• Work instructions
Reproduce the listing below with "photograph" renamed to "image" at every occurrence and all other text unchanged. Leave the pictures out.

# START OF Provided data

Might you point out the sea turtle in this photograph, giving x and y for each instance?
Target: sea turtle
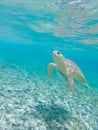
(68, 68)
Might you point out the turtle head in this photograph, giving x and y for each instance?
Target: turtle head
(57, 56)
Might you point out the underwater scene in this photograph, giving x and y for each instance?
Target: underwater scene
(48, 65)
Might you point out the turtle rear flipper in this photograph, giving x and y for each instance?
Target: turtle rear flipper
(70, 78)
(51, 67)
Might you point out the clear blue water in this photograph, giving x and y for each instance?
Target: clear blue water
(29, 32)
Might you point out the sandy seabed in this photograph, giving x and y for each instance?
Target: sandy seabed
(31, 101)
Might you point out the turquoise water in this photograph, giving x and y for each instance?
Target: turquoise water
(29, 32)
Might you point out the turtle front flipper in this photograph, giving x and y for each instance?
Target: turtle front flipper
(70, 78)
(51, 67)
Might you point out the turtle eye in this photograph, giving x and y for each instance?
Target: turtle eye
(58, 53)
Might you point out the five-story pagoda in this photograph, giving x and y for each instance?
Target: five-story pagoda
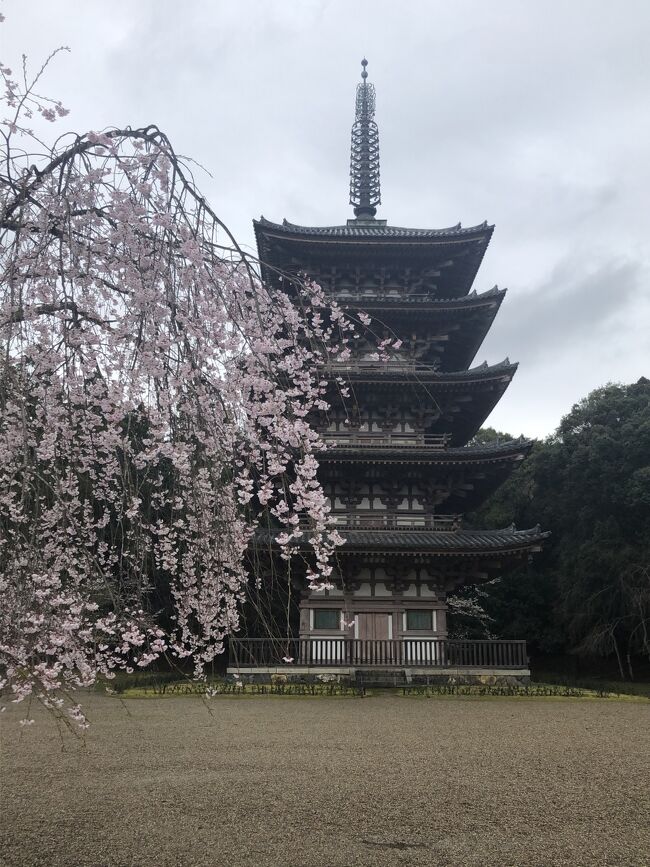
(398, 469)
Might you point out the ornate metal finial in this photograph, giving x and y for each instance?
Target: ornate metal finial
(364, 157)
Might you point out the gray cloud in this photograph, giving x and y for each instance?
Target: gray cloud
(531, 115)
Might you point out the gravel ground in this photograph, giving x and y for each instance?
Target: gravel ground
(333, 782)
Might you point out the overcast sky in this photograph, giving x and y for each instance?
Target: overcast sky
(532, 115)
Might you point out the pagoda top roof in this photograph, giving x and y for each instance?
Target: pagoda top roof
(372, 229)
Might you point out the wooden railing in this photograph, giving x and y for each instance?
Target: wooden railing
(378, 520)
(403, 440)
(402, 652)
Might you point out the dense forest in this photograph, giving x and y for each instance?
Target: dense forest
(588, 592)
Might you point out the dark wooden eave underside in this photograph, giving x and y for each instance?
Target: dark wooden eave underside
(465, 456)
(284, 248)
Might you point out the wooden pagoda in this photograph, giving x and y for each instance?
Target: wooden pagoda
(398, 469)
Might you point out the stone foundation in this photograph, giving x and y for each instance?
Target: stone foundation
(380, 677)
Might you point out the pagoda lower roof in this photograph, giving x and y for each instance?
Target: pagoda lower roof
(462, 456)
(420, 304)
(384, 372)
(482, 542)
(474, 543)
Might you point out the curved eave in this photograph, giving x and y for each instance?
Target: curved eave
(464, 543)
(285, 249)
(470, 456)
(367, 232)
(501, 373)
(488, 301)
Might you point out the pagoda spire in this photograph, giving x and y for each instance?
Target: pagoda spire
(364, 155)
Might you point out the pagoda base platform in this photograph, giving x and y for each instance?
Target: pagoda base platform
(378, 675)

# END OF Provided data

• Answer for the task
Might you point out the sea turtle in this image, giving x and y for each instance?
Target: sea turtle
(68, 68)
Might you point out the turtle head in this image, giving x and y for each instance?
Target: turtle head
(57, 56)
Might you point out the underwater scene in this image, giving x and y for each instance?
Target: underwater scene
(48, 65)
Might you point out the turtle rear flipper in this image, giving x and y for each instance?
Target: turtle rear flipper
(70, 78)
(51, 67)
Might you point out the clear blue water in this image, giving x and y for each instance?
Target: clear blue water
(29, 32)
Might you point out the sandy seabed in this image, giving x and y for each instance?
Target: sandy seabed
(31, 101)
Might you point out the turquoise water in this image, giving x and y for each instance?
Target: turquoise water
(29, 32)
Might you point out the turtle front flipper in this image, giving x and y for each instance?
Target: turtle front flipper
(70, 78)
(51, 67)
Might you point out the turtle eye in this image, giving x and y for each instance?
Target: turtle eye
(58, 53)
Might you point out the five-story pagoda in this image, giving x and y for each instance?
Target: five-story pagoda
(398, 469)
Might you point out the ornate metal finial in this image, giving x and y for each instance?
Target: ornate metal finial
(364, 157)
Might you point out the gray cloud in this image, giving x and y for each instance?
Target: gray cloud
(531, 115)
Might you point out the gravel ground in this image, giving x and y for each instance?
Target: gravel ground
(333, 782)
Might you point out the overcast sky in this image, giving x and y for each instance?
Target: overcast sky
(532, 115)
Might you point out the pagoda top roof in this image, giving x and y for each instance?
Target: pagoda top roof
(372, 229)
Might you point out the wooden railing in this image, giving x and y for each instance?
Target: wooden railing
(378, 520)
(403, 440)
(402, 652)
Might you point out the dense forest in this image, giving x and y for each instance?
Target: dense forest
(588, 592)
Might you point out the dark wooden eave underside in this image, giving x and y for each instance?
Target: dark wooden eave underside
(465, 456)
(284, 248)
Might you point out the wooden pagoda in this image, giving x and y for each instance?
Target: wooden pagoda
(398, 469)
Might you point out the stone foundation in this image, giving x and y for each instance?
Target: stone foundation
(380, 677)
Might you point out the pagoda lower roof in this image, giving x and y for each instance?
Target: pagoda lower roof
(462, 456)
(420, 304)
(384, 372)
(482, 542)
(474, 543)
Might you point out the curved eave in this image, giving x and y for each instance?
Target: curved eave
(464, 543)
(285, 249)
(470, 456)
(367, 232)
(501, 373)
(488, 301)
Might you point out the pagoda spire in this image, giving x and y for each instance?
Target: pagoda spire
(364, 155)
Might you point out the pagoda base platform in this image, giving x and y for each instance?
Target: pagoda base platform
(378, 675)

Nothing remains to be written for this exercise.